Text excerpt –
Wednesday, November 17, 2010

Today was a ShoCkeR!

I woke up this morning Encouraged but I'm sitting here discouraged. Waking up this morning I had an idea of how this day was going to be.

Today was my appointment with Dr. Filicko (my bone marrow Dr.). The goal of the appointment was to finally set a date to begin the transplant, sign some papers, draw some bloods, and leave with a direction, a plan for my health. Instead, as I sit there in the doctors office with my mother waiting as I think with glee on how soon my life will change. Dr. Filicko enters and encourages me that ALL the tests I've had to do for the transplant have been surprisingly Great! She then shares with me that the goal was to get me started on December 10th and be done just days before Christmas. Wow, I'm so excited till I stop and realize she used the word WAS in her statement.

There's a problem she says. Your insurance which we thought would cover your transplant is not covered. She goes into an in depth explanation about what the problem is and why I can't make the December 10th date. As she's talking all I can do is sit there as tears begin to roll down my face. What is happening is the thought running through my mind and does this mean the transplant is Off? No, my doctor says. She shares that the transplant will cost anywhere from $500,000-$1.0 million and that if we were to still go through with it I would be accosted by the billing department. I told the doctor that I am willing to do whatever it takes to do this transplant even if it takes every single penny I have to show good intention to the powers that be. The doctor doesn't want me to have to live that way but I counter with: look at the way I'm living now, I have no life, I'm in pain every single day, I can't sleep b/c of how much pain I go through, I can barely walk at times. I really can't live this way forever.

Hearing about this setback brought about so much emotion. All I could think about was living in pain for a longer period of time. My heart broke especially because I came into the appointment elated and eager to hear the date set for the procedure and instead I got a bomb--blowing the date back to the unknown.

Exercise set –
(1) Copy the stretch of the transplant blog post from "Hearing about this" through "to the unknown." word for word.
(2) Write the next part of the transplant blog post, picking up after its final sentence.

[Region pointing data]
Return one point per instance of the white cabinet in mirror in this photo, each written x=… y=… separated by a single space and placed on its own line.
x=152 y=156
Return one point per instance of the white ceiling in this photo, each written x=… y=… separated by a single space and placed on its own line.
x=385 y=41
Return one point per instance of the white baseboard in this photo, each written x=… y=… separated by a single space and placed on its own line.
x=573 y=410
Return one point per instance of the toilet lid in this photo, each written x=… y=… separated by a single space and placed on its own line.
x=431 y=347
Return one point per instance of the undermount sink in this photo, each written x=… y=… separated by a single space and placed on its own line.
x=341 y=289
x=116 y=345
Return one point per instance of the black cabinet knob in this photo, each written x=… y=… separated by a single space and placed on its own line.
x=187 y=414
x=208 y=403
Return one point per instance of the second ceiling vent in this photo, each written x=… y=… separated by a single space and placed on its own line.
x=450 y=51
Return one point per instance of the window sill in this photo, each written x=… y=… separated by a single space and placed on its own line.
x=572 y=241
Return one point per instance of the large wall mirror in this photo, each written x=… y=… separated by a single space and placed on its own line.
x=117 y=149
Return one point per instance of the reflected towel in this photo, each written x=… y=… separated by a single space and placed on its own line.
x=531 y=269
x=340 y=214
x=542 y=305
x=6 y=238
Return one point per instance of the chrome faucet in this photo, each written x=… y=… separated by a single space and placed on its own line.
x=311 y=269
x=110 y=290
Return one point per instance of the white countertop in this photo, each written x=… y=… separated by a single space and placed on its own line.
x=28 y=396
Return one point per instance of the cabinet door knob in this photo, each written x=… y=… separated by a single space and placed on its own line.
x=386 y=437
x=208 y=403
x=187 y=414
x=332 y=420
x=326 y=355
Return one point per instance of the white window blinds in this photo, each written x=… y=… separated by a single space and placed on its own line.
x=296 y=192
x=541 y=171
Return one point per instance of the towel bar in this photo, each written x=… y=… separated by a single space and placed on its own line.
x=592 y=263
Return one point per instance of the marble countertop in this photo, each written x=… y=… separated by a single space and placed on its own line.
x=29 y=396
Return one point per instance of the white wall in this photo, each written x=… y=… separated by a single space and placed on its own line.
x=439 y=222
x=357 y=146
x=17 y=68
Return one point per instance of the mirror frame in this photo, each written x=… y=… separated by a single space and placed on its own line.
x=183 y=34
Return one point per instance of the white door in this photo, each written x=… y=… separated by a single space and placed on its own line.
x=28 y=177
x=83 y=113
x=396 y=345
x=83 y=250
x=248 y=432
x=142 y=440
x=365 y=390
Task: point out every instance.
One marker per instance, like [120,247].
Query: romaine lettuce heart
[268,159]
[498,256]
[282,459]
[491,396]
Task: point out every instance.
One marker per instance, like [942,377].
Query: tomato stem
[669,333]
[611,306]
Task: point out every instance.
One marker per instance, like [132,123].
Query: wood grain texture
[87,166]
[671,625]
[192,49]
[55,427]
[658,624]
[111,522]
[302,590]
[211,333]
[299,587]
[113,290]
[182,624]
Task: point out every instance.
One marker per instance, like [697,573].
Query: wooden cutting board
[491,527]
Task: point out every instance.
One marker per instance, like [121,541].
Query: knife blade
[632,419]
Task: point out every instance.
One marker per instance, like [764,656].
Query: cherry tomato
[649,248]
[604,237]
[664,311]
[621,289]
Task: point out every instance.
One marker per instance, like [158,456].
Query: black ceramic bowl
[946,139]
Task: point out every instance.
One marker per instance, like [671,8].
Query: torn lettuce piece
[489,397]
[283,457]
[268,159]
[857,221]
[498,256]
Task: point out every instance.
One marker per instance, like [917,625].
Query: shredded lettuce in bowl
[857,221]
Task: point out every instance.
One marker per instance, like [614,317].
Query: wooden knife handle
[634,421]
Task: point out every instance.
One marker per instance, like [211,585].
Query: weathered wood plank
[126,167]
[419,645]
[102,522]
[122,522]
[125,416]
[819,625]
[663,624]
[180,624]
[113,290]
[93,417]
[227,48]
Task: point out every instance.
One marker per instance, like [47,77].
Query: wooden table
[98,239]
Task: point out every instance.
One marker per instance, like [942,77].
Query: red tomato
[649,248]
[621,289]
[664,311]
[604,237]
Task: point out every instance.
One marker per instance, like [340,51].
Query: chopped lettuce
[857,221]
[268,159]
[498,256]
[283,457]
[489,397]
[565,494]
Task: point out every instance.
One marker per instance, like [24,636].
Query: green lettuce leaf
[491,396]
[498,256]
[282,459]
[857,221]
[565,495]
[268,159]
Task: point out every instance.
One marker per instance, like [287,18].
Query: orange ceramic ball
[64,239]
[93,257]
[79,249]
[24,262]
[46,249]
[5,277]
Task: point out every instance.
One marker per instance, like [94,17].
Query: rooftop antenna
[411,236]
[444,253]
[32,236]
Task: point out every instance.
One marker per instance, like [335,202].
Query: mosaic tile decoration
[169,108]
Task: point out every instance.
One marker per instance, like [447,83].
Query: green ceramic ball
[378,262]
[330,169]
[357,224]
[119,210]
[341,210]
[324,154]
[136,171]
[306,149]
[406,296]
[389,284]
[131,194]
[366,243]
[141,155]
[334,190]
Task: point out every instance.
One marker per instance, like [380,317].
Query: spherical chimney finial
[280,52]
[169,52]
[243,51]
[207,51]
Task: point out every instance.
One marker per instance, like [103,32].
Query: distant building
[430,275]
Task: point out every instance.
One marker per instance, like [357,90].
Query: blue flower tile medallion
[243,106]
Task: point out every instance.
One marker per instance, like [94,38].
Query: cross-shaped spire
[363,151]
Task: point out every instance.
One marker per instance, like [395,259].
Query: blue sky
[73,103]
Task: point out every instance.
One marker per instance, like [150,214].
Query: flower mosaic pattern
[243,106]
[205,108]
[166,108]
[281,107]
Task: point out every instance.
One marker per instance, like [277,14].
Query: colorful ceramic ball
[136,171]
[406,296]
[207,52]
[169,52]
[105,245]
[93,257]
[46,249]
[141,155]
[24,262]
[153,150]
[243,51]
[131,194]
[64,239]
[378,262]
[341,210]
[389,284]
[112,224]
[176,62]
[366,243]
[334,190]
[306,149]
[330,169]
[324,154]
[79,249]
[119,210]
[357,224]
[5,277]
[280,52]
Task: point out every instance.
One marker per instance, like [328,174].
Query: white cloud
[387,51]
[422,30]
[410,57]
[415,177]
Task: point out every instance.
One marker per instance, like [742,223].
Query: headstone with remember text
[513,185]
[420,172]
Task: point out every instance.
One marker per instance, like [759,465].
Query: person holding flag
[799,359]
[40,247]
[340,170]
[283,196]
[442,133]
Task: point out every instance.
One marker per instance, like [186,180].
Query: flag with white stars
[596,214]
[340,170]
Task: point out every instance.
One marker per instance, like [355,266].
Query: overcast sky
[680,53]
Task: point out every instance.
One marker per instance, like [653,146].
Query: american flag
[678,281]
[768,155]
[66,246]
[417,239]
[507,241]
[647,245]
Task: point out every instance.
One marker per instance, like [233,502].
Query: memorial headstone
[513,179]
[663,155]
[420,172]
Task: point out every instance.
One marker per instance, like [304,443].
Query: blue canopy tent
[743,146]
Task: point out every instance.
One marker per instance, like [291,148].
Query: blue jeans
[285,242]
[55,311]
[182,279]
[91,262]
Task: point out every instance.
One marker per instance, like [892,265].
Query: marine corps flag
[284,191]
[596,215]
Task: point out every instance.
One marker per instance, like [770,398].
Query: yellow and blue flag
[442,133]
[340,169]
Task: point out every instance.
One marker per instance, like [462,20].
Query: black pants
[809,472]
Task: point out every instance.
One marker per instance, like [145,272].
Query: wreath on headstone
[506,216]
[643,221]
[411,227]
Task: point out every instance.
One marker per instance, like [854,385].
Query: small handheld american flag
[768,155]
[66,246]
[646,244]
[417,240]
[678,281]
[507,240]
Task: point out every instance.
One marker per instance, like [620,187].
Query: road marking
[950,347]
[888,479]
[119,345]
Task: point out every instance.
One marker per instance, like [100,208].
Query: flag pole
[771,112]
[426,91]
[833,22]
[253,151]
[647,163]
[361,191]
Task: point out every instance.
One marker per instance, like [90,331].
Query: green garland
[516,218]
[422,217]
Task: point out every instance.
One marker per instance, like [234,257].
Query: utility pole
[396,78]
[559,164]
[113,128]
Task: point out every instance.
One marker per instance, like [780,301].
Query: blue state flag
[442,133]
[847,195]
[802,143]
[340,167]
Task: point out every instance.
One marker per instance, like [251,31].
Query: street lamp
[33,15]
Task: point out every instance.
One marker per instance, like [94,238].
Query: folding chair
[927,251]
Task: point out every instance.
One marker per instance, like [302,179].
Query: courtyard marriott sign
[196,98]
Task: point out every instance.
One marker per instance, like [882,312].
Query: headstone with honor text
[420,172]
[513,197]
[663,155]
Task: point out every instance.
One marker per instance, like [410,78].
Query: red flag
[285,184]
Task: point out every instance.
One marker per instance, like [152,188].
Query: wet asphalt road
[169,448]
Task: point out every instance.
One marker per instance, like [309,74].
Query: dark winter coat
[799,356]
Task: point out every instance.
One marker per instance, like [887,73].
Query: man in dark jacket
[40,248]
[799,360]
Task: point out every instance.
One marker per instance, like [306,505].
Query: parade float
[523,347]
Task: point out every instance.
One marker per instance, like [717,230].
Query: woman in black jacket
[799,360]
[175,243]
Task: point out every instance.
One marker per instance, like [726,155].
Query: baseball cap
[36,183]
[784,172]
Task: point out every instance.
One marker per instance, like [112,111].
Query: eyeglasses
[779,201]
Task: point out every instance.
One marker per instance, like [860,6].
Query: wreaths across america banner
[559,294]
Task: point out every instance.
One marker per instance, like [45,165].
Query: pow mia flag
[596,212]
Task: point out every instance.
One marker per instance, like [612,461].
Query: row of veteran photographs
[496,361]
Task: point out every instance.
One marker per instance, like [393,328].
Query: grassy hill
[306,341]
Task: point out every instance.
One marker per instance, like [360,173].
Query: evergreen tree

Answers to the tasks –
(1)
Hearing about this setback brought about so much emotion. All I could think about was living in pain for a longer period of time. My heart broke especially because I came into the appointment elated and eager to hear the date set for the procedure and instead I got a bomb--blowing the date back to the unknown.

(2)
Dr. Filicko suggested I try to find a Benefactor (someone who would donate/fund my transplant). Now, she said whether I do that by trying to contact a celebrity who would be willing to donate (by contacting an association) like Sickle Cell Disease Association of America or SCDAA or family/friend who has the means to make such a donation. So if there's anyone out there thatis reading this an would love to help me or know's someone who would be willing and able to help me please contact me. You can find my contact information at: http://www.wandefightsforsicklecellanemia.com/, http://www.facebook.com/group.php?gid=134212590888, or comment below with the information~> I would be eternally grateful.

So as of this moment the transplant has been placed on hold. I believe with ever fiber of my being that God has put me through all of this and has taken me to Philadelphia specifically to finally bring me some peace in my health by providing me with the opportunity to do this bone marrow transplant. Though this is a stumbling block. I truly believe it is a momentary one and that I will do this procedure and be Cured! Its just a matter of when and how!

I ask for each and every one of your prayers to help me get through this very difficult time of my life. Thank you from the bottom of my heart!!